I've been thinking about what a skeptical ghost hunter should do if asked by a client to investigate an alleged haunting. Most ghost hunters focus on the site and leave the homeowner out of the process, which seems to me precisely backward. If the issue isn't really the house, but how someone interprets what's going on in the house, then leaving that someone out misses the point.
Another common method is to present "alternative explanations", AKA debunks to the client. Although that's part of this balanced breakfast, I think it misses the point. You can explain everything that's already happened, but what about what happens tomorrow night? By leaving yourself as the arbiter of what's real and what isn't, you leave the client no better off than before when they start hearing strange noises at night. It's easy to come off sounding dismissive or condescending when doing this. It's no wonder many clients rebel at the idea
Teaching the skeptical toolkit seems to me the most effective option. Rather than focusing on the site itself, start by making the client a skeptical investigator, as much as is possible. That's a tall order, though– much tougher than setting up some cameras and looking for strange-looking dust specks. How does one do it without coming off preachy? What exactly should one try to teach?
Here are some random ideas of mine. I'm hardly an expert on this, so I'm looking for some feedback.
Understand what the client wants. If the client enjoys having a haunted house, who am I to disagree? I'll still work to find common ground and at least leave them with an understanding of the skeptical mindset, though.

_SET OF TASKS_:
A. Retype the passage from the post on skeptical ghost hunting between "I've been thinking" and "out misses the point.", inclusive.
B. For each statement, answer yes or no depending on whether it agrees with the post on skeptical ghost hunting, and quote the words that decide it. (i) Most ghost hunters concentrate on the site and leave the homeowner out. (ii) The writer claims to be an expert on the subject. (iii) Teaching the skeptical toolkit is called easier than setting up cameras.

_INFORMATION SUPPLIED_:
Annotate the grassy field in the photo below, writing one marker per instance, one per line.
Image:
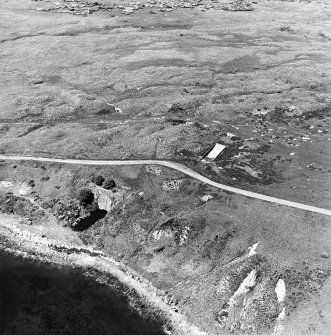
(167, 86)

_TASK SOLUTIONS_:
A.
I've been thinking about what a skeptical ghost hunter should do if asked by a client to investigate an alleged haunting. Most ghost hunters focus on the site and leave the homeowner out of the process, which seems to me precisely backward. If the issue isn't really the house, but how someone interprets what's going on in the house, then leaving that someone out misses the point.

B.
(i) Yes: "Most ghost hunters focus on the site and leave the homeowner out of the process"
(ii) No: "I'm hardly an expert on this"
(iii) No: "much tougher than setting up some cameras and looking for strange-looking dust specks"